» WHAT IS BEING ASKED
An exact copy of all the entries below is what this task needs.

» RECORD EXTRACTS
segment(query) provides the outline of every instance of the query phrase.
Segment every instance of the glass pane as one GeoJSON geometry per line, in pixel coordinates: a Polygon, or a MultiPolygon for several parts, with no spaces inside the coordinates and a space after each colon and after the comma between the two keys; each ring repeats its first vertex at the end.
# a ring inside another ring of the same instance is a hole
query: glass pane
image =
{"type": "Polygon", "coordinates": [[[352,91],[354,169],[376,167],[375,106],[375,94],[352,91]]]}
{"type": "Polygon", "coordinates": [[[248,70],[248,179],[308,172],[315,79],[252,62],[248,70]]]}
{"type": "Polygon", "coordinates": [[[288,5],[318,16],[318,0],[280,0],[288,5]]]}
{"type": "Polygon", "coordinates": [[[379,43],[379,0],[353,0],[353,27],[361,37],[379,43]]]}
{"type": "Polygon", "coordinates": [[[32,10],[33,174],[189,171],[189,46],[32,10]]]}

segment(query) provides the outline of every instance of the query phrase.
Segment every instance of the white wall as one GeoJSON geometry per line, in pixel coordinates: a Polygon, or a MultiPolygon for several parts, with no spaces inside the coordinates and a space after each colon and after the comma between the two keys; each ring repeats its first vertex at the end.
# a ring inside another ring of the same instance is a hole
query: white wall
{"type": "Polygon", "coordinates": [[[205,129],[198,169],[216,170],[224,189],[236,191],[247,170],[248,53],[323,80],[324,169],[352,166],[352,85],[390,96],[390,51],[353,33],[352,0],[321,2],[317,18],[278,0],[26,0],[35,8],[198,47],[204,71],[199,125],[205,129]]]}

» THE ANSWER
segment(query) provides the outline of every instance of the query phrase.
Segment every instance of the glass pane as one GeoJSON geometry per line, in pixel coordinates: a Polygon, or a MultiPolygon for several parts, with no spaces inside the coordinates and a space after each colon and after the comma between the two keys; each ring repeats its first vertex at the end.
# a ring inside another ring of the same instance is a hole
query: glass pane
image =
{"type": "Polygon", "coordinates": [[[352,91],[354,169],[376,167],[375,106],[375,94],[352,91]]]}
{"type": "Polygon", "coordinates": [[[248,70],[248,179],[308,172],[315,79],[252,62],[248,70]]]}
{"type": "Polygon", "coordinates": [[[288,5],[318,16],[318,0],[280,0],[288,5]]]}
{"type": "Polygon", "coordinates": [[[379,43],[379,0],[353,0],[353,27],[361,37],[379,43]]]}
{"type": "Polygon", "coordinates": [[[32,10],[33,174],[189,171],[189,46],[32,10]]]}

segment(query) provides the outline of every instance of the query phrase.
Segment every instance of the white wall as one GeoJSON geometry per line, in pixel coordinates: a Polygon, or a MultiPolygon for several parts, with no spaces inside the coordinates and a space after each colon and after the comma between the two keys; each ring repeats its first vertex at the end.
# a ring inside another ring of the same instance is a hole
query: white wall
{"type": "Polygon", "coordinates": [[[205,129],[198,169],[216,170],[224,189],[236,191],[247,170],[248,53],[323,80],[324,169],[352,166],[352,85],[390,96],[390,51],[353,33],[352,0],[321,2],[317,18],[278,0],[26,0],[35,8],[198,47],[204,71],[199,125],[205,129]]]}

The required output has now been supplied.